● **SOURCE RECORDS**:
Content starts
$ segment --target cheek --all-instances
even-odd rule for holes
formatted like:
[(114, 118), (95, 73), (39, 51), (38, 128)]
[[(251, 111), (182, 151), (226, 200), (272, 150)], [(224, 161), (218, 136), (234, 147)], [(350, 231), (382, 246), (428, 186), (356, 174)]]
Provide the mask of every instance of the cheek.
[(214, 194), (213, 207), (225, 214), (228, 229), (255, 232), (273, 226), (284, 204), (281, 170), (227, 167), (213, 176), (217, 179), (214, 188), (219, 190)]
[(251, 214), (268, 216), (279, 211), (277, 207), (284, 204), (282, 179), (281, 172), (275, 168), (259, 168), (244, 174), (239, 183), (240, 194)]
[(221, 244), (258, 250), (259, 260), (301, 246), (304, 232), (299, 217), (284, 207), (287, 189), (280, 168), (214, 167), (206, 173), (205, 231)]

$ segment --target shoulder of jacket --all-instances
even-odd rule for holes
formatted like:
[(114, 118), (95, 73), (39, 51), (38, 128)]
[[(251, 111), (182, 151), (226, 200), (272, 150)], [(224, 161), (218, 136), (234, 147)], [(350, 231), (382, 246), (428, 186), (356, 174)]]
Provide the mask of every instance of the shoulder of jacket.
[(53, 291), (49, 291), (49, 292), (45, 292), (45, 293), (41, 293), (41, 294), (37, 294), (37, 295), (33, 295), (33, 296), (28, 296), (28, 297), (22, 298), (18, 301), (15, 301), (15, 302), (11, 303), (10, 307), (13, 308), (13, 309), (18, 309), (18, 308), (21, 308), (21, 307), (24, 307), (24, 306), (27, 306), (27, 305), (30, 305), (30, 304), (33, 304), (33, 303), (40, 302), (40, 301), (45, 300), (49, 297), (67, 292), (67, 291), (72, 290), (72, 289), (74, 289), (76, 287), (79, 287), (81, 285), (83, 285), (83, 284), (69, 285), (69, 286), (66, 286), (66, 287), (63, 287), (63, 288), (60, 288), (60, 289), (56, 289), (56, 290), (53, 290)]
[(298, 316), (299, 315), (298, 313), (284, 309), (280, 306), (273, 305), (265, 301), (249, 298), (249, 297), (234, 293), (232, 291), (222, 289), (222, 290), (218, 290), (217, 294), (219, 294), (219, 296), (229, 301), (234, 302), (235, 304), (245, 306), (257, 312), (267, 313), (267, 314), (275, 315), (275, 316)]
Content ends
● **WHAT TO DO**: Verbatim reproduction of the entries is required.

● **TASK RESPONSE**:
$ segment --target cheek --all-instances
even-odd rule for holes
formatted like:
[(114, 118), (95, 73), (39, 51), (38, 128)]
[[(251, 111), (182, 151), (226, 200), (272, 150)], [(224, 161), (218, 136), (234, 147)], [(350, 231), (382, 246), (428, 186), (356, 174)]]
Provide the mask of every instance of the cheek.
[(214, 194), (213, 207), (225, 214), (228, 229), (255, 232), (273, 226), (284, 204), (281, 170), (227, 167), (213, 176), (217, 179), (214, 188), (219, 190)]
[(251, 214), (268, 216), (279, 211), (277, 207), (284, 204), (282, 179), (281, 172), (275, 168), (259, 168), (244, 174), (239, 183), (240, 194)]
[(221, 244), (258, 250), (259, 260), (301, 246), (304, 232), (299, 217), (284, 207), (287, 189), (280, 168), (214, 167), (206, 173), (205, 231)]

$ segment --target shoulder of jacket --all-instances
even-odd rule for holes
formatted like:
[(114, 118), (95, 73), (39, 51), (38, 128)]
[[(251, 111), (182, 151), (226, 200), (272, 150)], [(224, 161), (218, 136), (234, 147)], [(350, 231), (382, 246), (428, 186), (356, 174)]]
Provide the mask of every instance of the shoulder of jacket.
[(53, 291), (49, 291), (49, 292), (45, 292), (45, 293), (41, 293), (41, 294), (37, 294), (37, 295), (33, 295), (33, 296), (28, 296), (28, 297), (22, 298), (18, 301), (15, 301), (15, 302), (11, 303), (10, 307), (13, 308), (13, 309), (18, 309), (18, 308), (21, 308), (21, 307), (24, 307), (24, 306), (27, 306), (27, 305), (30, 305), (30, 304), (33, 304), (33, 303), (40, 302), (40, 301), (45, 300), (49, 297), (67, 292), (67, 291), (72, 290), (72, 289), (74, 289), (76, 287), (79, 287), (81, 285), (83, 285), (83, 284), (69, 285), (69, 286), (66, 286), (66, 287), (63, 287), (63, 288), (60, 288), (60, 289), (56, 289), (56, 290), (53, 290)]
[(298, 316), (299, 315), (298, 313), (284, 309), (280, 306), (273, 305), (265, 301), (249, 298), (249, 297), (234, 293), (232, 291), (222, 289), (222, 290), (218, 290), (217, 294), (219, 294), (219, 296), (229, 301), (234, 302), (235, 304), (245, 306), (257, 312), (267, 313), (267, 314), (275, 315), (275, 316)]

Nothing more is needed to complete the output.